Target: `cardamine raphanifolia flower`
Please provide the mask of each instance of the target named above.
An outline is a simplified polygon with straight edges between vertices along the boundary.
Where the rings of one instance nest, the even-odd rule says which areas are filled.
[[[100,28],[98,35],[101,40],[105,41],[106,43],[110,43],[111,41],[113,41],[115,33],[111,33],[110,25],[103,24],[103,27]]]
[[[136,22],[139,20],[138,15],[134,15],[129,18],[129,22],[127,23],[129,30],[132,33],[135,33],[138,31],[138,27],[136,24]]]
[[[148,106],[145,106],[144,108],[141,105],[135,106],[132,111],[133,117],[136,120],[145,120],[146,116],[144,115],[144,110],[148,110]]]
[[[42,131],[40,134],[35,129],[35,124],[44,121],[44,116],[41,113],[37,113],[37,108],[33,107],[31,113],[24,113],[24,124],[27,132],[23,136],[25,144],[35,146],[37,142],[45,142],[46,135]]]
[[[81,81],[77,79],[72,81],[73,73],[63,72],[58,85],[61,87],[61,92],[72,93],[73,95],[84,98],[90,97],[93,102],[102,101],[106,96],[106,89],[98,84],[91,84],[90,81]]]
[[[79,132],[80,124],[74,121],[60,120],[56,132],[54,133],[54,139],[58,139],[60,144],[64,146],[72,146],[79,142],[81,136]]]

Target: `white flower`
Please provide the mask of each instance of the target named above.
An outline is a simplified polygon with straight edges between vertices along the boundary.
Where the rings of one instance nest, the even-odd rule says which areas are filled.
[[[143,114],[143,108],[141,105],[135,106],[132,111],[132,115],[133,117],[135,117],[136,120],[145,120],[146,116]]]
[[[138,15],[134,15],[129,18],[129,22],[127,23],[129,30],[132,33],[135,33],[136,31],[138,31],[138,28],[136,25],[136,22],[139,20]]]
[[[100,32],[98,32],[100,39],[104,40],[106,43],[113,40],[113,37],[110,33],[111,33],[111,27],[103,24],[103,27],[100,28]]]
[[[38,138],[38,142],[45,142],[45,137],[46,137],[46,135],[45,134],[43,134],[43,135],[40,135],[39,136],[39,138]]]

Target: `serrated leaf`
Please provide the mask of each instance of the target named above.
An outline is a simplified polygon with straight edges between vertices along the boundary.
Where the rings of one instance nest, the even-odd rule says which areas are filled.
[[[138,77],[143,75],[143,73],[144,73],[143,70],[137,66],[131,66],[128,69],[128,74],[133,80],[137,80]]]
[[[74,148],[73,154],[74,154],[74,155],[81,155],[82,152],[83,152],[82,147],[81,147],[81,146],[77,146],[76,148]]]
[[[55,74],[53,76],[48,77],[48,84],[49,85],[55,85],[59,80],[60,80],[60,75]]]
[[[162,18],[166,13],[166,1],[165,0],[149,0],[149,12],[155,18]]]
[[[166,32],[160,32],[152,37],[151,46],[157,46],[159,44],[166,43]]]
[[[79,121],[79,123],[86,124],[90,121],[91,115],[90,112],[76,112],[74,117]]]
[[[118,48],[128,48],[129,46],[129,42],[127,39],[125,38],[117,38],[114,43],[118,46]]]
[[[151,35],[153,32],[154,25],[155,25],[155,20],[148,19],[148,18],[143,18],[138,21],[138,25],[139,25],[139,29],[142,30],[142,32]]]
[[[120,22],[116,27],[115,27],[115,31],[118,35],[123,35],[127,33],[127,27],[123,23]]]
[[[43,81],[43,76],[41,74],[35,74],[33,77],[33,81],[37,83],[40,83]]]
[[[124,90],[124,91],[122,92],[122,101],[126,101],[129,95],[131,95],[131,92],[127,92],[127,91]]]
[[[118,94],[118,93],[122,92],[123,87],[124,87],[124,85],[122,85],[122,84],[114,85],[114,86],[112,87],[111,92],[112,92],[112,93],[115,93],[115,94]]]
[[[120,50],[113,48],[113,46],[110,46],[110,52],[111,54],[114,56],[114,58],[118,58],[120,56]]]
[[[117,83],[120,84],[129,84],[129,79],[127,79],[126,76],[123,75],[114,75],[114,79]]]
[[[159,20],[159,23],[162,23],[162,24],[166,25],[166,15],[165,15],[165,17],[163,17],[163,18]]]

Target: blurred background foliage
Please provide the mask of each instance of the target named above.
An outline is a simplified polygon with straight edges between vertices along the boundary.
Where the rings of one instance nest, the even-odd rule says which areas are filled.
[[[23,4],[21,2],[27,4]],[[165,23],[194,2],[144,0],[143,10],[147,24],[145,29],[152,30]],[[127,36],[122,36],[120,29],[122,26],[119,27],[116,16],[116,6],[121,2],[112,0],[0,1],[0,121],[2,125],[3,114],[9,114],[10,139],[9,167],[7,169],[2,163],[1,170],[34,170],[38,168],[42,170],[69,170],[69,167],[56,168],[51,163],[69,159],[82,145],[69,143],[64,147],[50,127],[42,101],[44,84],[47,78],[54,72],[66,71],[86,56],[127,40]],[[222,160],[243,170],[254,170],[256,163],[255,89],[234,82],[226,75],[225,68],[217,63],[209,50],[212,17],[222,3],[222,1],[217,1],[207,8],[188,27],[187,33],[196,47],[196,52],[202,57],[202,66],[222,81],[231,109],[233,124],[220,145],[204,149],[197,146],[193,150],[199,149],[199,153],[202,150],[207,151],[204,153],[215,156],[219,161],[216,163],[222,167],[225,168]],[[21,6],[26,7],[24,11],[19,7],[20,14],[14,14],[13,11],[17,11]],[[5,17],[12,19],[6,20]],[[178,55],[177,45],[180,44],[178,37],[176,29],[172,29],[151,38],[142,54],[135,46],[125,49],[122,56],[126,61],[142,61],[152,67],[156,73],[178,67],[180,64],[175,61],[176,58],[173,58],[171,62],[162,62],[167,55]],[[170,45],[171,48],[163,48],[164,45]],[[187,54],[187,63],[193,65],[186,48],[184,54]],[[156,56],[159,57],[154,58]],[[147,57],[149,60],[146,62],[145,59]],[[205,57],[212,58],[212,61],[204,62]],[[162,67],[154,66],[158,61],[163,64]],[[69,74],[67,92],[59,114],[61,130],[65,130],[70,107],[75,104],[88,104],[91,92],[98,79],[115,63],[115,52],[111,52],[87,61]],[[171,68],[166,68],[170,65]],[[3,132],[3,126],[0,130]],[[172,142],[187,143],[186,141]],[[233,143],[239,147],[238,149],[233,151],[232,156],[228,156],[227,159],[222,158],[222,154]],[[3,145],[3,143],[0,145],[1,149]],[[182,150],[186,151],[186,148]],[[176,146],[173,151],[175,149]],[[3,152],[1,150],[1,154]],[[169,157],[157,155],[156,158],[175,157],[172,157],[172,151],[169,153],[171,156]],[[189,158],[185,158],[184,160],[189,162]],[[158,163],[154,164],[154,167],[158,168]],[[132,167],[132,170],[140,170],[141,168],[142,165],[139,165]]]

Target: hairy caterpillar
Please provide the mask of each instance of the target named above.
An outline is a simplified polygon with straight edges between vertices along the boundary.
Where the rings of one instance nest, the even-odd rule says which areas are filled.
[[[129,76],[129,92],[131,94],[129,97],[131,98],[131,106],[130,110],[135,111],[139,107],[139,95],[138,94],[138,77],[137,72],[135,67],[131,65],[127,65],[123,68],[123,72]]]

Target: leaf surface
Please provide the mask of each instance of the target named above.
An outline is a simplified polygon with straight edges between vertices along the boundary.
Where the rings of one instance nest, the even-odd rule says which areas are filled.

===============

EXERCISE REQUIREMENTS: Update every row above by replacing "simplified polygon" with "reduced polygon" wherever it occurs, and leave everything else unchanged.

FINAL ANSWER:
Target: `cardamine raphanifolia flower`
Please provide the mask of each instance of the target named above.
An outline is a reduced polygon with straight edges between vertices along the boundary.
Where the rings of one instance nest, the even-odd rule says which areas are filled.
[[[100,28],[98,35],[101,40],[105,41],[106,43],[110,43],[111,41],[113,41],[115,33],[111,33],[110,25],[103,24],[103,27]]]
[[[136,22],[139,20],[138,15],[134,15],[129,18],[129,22],[127,23],[129,30],[132,33],[135,33],[138,31],[138,27],[136,24]]]
[[[148,106],[145,106],[144,108],[141,105],[135,106],[132,111],[133,117],[136,120],[145,120],[146,116],[144,115],[144,110],[148,110]]]
[[[42,131],[40,134],[35,129],[35,124],[44,121],[44,116],[41,113],[37,113],[37,108],[33,107],[31,113],[24,113],[24,124],[27,132],[23,136],[25,144],[35,146],[37,142],[45,142],[46,135]]]
[[[81,81],[77,79],[72,81],[73,73],[63,72],[58,85],[61,87],[61,92],[72,93],[73,95],[84,98],[90,97],[93,102],[102,101],[106,96],[106,89],[98,84],[91,84],[90,81]]]
[[[79,132],[80,124],[74,121],[60,120],[56,132],[54,133],[54,139],[58,139],[60,144],[64,146],[72,146],[79,142],[81,136]]]

Target: `white flower`
Please provide the mask of each instance of the target named above.
An outline is a reduced polygon with straight edges between vertices along the boundary.
Where the rings of one instance nest, the even-odd rule says which areas are filled.
[[[143,114],[143,108],[141,105],[135,106],[132,111],[132,115],[133,117],[135,117],[136,120],[145,120],[146,116]]]
[[[138,15],[134,15],[129,18],[129,22],[127,23],[129,30],[132,33],[135,33],[136,31],[138,31],[138,28],[136,25],[136,22],[139,20]]]
[[[100,32],[98,32],[100,39],[104,40],[106,43],[113,40],[113,37],[110,33],[111,33],[111,27],[103,24],[103,27],[100,28]]]
[[[38,138],[38,142],[45,142],[45,137],[46,137],[46,135],[45,134],[43,134],[43,135],[40,135],[39,136],[39,138]]]

Target: `serrated leaf`
Please provide the mask of each instance of the target named above.
An outline is a reduced polygon with straight edges between vertices along the boundary.
Where the rings of one instance nest, the even-odd rule says which areas are filled.
[[[138,77],[143,75],[143,73],[144,73],[143,70],[137,66],[131,66],[128,69],[128,74],[133,80],[137,80]]]
[[[74,148],[73,154],[74,154],[74,155],[81,155],[82,152],[83,152],[82,147],[81,147],[81,146],[77,146],[76,148]]]
[[[55,74],[53,76],[48,77],[48,84],[49,85],[55,85],[59,80],[60,80],[60,75]]]
[[[162,18],[166,13],[166,1],[165,0],[149,0],[149,12],[155,18]]]
[[[166,32],[160,32],[152,37],[151,46],[157,46],[159,44],[166,43]]]
[[[79,121],[79,123],[86,124],[90,121],[91,115],[90,112],[76,112],[74,117]]]
[[[118,48],[128,48],[129,46],[129,42],[127,39],[125,38],[117,38],[114,43],[118,46]]]
[[[151,35],[153,32],[154,25],[155,25],[155,20],[148,19],[148,18],[143,18],[138,21],[138,25],[139,25],[139,29],[142,30],[142,32]]]
[[[120,22],[116,27],[115,27],[115,31],[118,35],[123,35],[127,33],[127,27],[123,23]]]
[[[43,81],[43,76],[41,74],[35,74],[33,77],[33,81],[37,83],[40,83]]]
[[[124,90],[124,91],[122,92],[122,101],[126,101],[129,95],[131,95],[131,92],[127,92],[127,91]]]
[[[118,94],[118,93],[122,92],[123,87],[124,87],[124,85],[122,85],[122,84],[114,85],[114,86],[112,87],[111,92],[112,92],[112,93],[115,93],[115,94]]]
[[[120,50],[113,48],[113,46],[110,46],[110,52],[111,54],[114,56],[114,58],[118,58],[120,56]]]
[[[117,83],[120,84],[129,84],[129,79],[127,79],[126,76],[123,75],[114,75],[114,79]]]
[[[159,20],[159,23],[162,23],[162,24],[166,25],[166,15],[165,15],[165,17],[163,17],[163,18]]]

Target: blurred background foliage
Please provide the mask of each instance of the target named above.
An outline is a reduced polygon with straight edges between vertices along the boundary.
Where the rings of one instance nest, the even-odd rule says which areas are filled.
[[[23,4],[21,2],[27,4]],[[165,23],[194,2],[144,0],[143,10],[147,24],[145,29],[152,30]],[[127,36],[122,36],[120,29],[122,26],[119,27],[116,16],[116,6],[121,2],[112,0],[0,1],[0,121],[2,125],[3,114],[9,114],[10,139],[9,167],[7,169],[2,163],[1,170],[34,170],[38,168],[42,170],[69,170],[69,167],[56,168],[51,163],[69,159],[82,145],[69,143],[64,147],[50,127],[42,101],[44,84],[47,78],[54,72],[66,71],[86,56],[127,40]],[[222,160],[243,170],[254,170],[256,163],[255,89],[234,82],[226,75],[225,68],[217,63],[209,50],[212,17],[222,3],[222,1],[217,1],[207,8],[188,27],[187,33],[196,47],[196,52],[202,57],[202,66],[222,81],[231,109],[233,124],[220,145],[204,149],[197,146],[193,150],[199,149],[199,153],[202,150],[207,151],[204,153],[215,156],[219,161],[216,163],[222,167],[225,168]],[[21,6],[26,7],[24,11],[19,7],[20,14],[14,14],[13,11],[17,11]],[[5,17],[12,19],[6,20]],[[178,55],[177,45],[180,44],[178,37],[176,29],[172,29],[151,38],[142,54],[135,46],[125,49],[122,56],[126,61],[142,61],[152,67],[156,73],[178,67],[180,64],[175,61],[176,58],[173,58],[171,62],[162,62],[167,55]],[[170,45],[171,48],[163,48],[164,45]],[[187,54],[187,63],[193,65],[186,48],[184,54]],[[156,56],[159,57],[154,58]],[[147,57],[149,60],[146,62],[145,59]],[[205,57],[212,58],[212,61],[204,62]],[[162,67],[154,66],[158,61],[163,64]],[[69,74],[67,92],[59,114],[61,130],[65,130],[70,107],[75,104],[88,104],[91,92],[98,79],[115,63],[115,52],[111,52],[87,61]],[[171,68],[166,68],[170,65]],[[3,132],[3,126],[0,130]],[[172,142],[187,143],[186,141]],[[233,143],[239,147],[238,149],[233,151],[232,156],[228,156],[227,159],[222,158],[222,154]],[[3,145],[3,143],[0,145],[1,149]],[[182,150],[186,151],[186,148]],[[176,146],[173,151],[175,149]],[[3,152],[1,150],[1,154]],[[169,157],[157,155],[156,158],[175,157],[172,157],[172,151],[169,153],[171,156]],[[189,158],[185,158],[184,160],[189,162]],[[158,163],[154,164],[154,167],[158,168]],[[132,167],[132,170],[140,170],[141,168],[142,165],[139,165]]]

Target: hairy caterpillar
Please provide the mask of each instance of the target named above.
An outline is a reduced polygon with straight edges between vertices along the boundary.
Where the rings of one instance nest, the even-odd rule says which areas are filled.
[[[129,76],[129,92],[131,94],[129,97],[131,98],[131,106],[130,110],[135,111],[139,107],[139,95],[138,94],[138,77],[137,72],[135,67],[131,65],[127,65],[123,68],[123,72]]]

Target: leaf surface
Please provide the mask of each instance of the target named above.
An outline is a reduced polygon with straight edges between vertices along the boundary.
Where the rings of one instance nest, the even-odd rule says which areas are filled.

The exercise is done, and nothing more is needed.